Task details ▸
Print word for word the records from the line containing "Target: flower cluster" through the end.

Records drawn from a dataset

■ ■ ■ ■ ■ ■ ■

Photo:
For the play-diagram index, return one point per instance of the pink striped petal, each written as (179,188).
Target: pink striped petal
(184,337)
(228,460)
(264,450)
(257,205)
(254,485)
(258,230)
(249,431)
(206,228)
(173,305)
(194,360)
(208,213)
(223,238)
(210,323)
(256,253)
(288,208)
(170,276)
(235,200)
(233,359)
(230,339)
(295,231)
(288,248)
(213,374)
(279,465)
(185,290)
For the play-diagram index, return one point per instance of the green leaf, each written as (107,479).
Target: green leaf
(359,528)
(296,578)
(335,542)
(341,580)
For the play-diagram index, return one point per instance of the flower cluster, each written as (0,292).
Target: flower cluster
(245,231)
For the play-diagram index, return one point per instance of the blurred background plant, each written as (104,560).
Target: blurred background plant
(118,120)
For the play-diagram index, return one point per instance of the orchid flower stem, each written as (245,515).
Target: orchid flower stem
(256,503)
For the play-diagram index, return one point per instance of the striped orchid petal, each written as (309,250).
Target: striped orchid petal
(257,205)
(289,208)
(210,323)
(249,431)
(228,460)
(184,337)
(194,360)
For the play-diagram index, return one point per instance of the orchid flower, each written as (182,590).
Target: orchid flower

■ ■ ■ ■ ■ ■ ■

Your response ▸
Target: flower cluster
(245,231)
For the play-diagram index, return one point per instance of the blurred background plant, each written as (104,560).
Target: blurred background plant
(118,120)
For the play-diagram index, return one point per instance of the orchid flower stem, each written as (245,515).
Target: orchid flower stem
(256,503)
For the play-diagram index, return one point per instance of the striped orchid petal, each written as (309,250).
Target: striped orchid petal
(257,205)
(289,208)
(210,323)
(249,431)
(228,460)
(184,337)
(194,360)
For the play-diagram index, return one point per instance of the orchid flower, each written as (182,590).
Target: orchid flower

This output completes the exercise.